_Your objective:_ Starting with the line that contains "Thank you for the photo. Please point out the water" and continuing through the end of the material below, render those lines as a numbered list and leave out any blank lines.

_Data extract:_
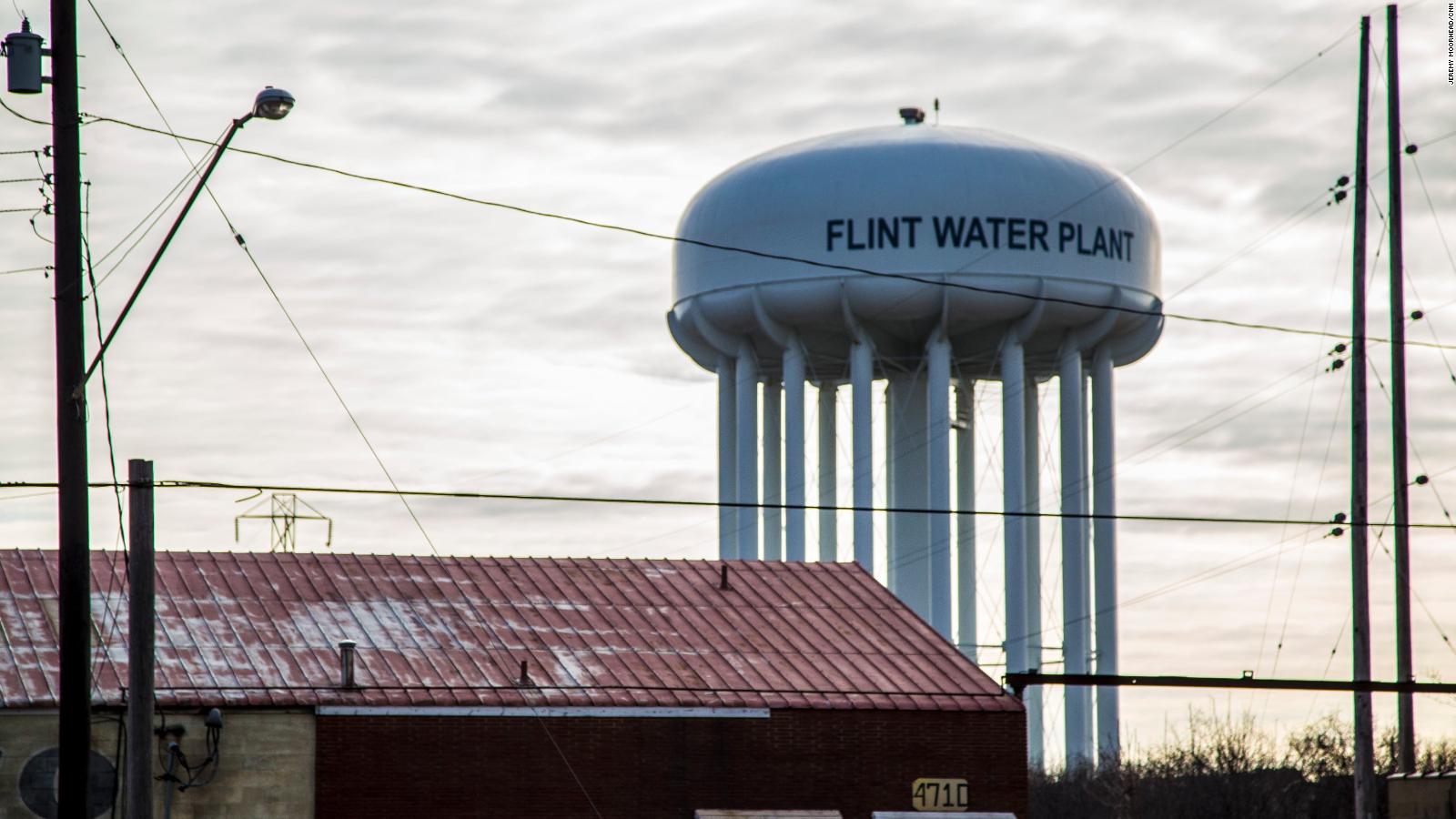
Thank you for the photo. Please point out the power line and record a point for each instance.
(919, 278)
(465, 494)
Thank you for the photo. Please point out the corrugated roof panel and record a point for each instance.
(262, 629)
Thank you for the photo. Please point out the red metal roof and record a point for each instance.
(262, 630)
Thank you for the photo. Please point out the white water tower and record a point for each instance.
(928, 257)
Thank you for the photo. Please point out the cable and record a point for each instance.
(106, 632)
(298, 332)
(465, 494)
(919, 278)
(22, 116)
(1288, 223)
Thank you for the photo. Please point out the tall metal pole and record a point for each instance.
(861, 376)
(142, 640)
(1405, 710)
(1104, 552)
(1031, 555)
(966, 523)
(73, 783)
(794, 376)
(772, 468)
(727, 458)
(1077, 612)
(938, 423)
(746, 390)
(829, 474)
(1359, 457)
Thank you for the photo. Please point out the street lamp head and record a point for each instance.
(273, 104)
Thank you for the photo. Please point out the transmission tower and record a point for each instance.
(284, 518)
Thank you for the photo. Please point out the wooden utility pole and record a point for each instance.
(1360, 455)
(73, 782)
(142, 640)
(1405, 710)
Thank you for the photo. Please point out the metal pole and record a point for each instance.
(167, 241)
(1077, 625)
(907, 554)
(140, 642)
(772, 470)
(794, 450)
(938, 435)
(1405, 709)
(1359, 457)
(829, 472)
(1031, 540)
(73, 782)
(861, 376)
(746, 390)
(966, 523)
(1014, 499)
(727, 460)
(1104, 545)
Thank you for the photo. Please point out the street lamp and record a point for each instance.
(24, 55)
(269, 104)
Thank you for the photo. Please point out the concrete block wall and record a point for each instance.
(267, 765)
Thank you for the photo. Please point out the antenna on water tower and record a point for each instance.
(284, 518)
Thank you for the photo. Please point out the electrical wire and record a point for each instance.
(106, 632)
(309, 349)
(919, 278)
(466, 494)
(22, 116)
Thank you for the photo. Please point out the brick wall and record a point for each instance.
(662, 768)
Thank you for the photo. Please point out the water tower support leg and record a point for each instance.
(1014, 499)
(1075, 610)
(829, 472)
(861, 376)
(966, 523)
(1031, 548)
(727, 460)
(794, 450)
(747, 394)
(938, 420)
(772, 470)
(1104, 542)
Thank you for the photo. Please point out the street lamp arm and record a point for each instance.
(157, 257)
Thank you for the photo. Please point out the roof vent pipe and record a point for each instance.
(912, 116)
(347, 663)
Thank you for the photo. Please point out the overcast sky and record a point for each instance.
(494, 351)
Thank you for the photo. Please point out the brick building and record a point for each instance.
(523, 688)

_Result of this task:_
1. Thank you for the photo. Please point out the water tower support leg and record a point for each instance.
2. (1014, 499)
3. (1075, 610)
4. (829, 472)
5. (861, 376)
6. (966, 523)
7. (1031, 548)
8. (727, 460)
9. (794, 450)
10. (747, 394)
11. (938, 420)
12. (772, 470)
13. (1104, 542)
14. Thank you for the photo. Please point out the street lamp arm and record a point for each instance.
15. (157, 257)
16. Thank you for the photo. Please point out the roof vent pipe and record a point for each instance.
17. (912, 116)
18. (347, 663)
19. Thank you for the photo. Please point out the overcast sky and record a point for each instance.
20. (494, 351)
21. Thank you for the photo. Please point out the brick building and record a point for each instance.
22. (523, 688)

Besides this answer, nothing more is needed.